*Dataset excerpts*
= Beginning of Section =
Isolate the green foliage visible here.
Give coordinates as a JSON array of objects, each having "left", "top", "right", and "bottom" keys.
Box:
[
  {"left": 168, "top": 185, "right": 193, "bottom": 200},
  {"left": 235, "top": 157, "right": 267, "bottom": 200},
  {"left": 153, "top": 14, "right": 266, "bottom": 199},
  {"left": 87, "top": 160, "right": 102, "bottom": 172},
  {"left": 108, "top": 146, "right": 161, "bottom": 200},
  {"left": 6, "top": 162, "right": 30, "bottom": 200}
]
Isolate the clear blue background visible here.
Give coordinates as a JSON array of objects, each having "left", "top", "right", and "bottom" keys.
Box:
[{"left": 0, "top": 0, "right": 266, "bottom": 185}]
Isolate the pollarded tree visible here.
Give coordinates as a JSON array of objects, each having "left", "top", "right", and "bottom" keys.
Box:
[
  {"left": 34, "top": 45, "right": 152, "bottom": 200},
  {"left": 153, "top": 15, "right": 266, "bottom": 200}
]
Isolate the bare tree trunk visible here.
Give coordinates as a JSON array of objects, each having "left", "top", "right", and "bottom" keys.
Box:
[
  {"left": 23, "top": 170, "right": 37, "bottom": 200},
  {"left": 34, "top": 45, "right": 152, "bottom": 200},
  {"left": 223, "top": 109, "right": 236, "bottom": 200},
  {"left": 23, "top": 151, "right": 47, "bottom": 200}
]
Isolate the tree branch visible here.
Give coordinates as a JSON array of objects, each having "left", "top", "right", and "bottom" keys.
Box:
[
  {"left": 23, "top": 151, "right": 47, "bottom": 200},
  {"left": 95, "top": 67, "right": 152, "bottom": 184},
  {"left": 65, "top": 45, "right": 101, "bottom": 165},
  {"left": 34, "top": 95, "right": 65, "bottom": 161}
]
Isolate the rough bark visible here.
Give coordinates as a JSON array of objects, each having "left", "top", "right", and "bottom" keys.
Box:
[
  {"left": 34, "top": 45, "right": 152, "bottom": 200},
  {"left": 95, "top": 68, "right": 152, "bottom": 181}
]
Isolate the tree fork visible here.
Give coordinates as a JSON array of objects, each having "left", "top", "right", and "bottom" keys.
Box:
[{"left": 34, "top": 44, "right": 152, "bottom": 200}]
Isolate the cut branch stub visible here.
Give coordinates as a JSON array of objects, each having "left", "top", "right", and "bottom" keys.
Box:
= End of Section =
*Work order*
Give all the records above again, wording unchanged.

*Response to this task*
Isolate the green foliage visible here.
Give coordinates as a JSON array of objects, each having "left", "top", "right", and "bottom" keys.
Box:
[
  {"left": 168, "top": 185, "right": 193, "bottom": 200},
  {"left": 235, "top": 157, "right": 267, "bottom": 200},
  {"left": 153, "top": 14, "right": 266, "bottom": 199},
  {"left": 87, "top": 160, "right": 102, "bottom": 172},
  {"left": 108, "top": 146, "right": 161, "bottom": 200},
  {"left": 6, "top": 162, "right": 30, "bottom": 200}
]
Isolate the clear blue background visible here.
Give coordinates as a JSON array of objects, each having "left", "top", "right", and "bottom" keys.
Box:
[{"left": 0, "top": 0, "right": 266, "bottom": 185}]
Isolate the pollarded tree visible here.
Give coordinates as a JSON array of objects, each having "left", "top", "right", and "bottom" keys.
Box:
[
  {"left": 34, "top": 45, "right": 152, "bottom": 200},
  {"left": 153, "top": 15, "right": 266, "bottom": 200}
]
Isolate the bare tree trunk visible here.
Give coordinates as a JSON array of objects, each having "left", "top", "right", and "bottom" keys.
Box:
[
  {"left": 23, "top": 170, "right": 37, "bottom": 200},
  {"left": 34, "top": 45, "right": 152, "bottom": 200},
  {"left": 223, "top": 109, "right": 236, "bottom": 200},
  {"left": 23, "top": 151, "right": 47, "bottom": 200}
]
Isolate the tree branch visible here.
Give coordinates as a JSON array of objects, each having "left", "top", "right", and "bottom" keys.
Box:
[
  {"left": 23, "top": 151, "right": 47, "bottom": 200},
  {"left": 95, "top": 67, "right": 152, "bottom": 184},
  {"left": 65, "top": 45, "right": 101, "bottom": 165},
  {"left": 34, "top": 95, "right": 65, "bottom": 161}
]
Isolate the rough bark visible here.
Give coordinates as a JSON array of objects, each having "left", "top", "right", and "bottom" keys.
Box:
[
  {"left": 34, "top": 45, "right": 152, "bottom": 200},
  {"left": 95, "top": 68, "right": 152, "bottom": 181}
]
Isolate the tree fork visible here.
Give coordinates as a JSON array of objects, each having "left", "top", "right", and "bottom" keys.
Box:
[{"left": 34, "top": 44, "right": 152, "bottom": 200}]
Isolate the cut branch stub visible here.
Give coordinates as a JSON array of objects, each having "left", "top", "right", and "bottom" keys.
Box:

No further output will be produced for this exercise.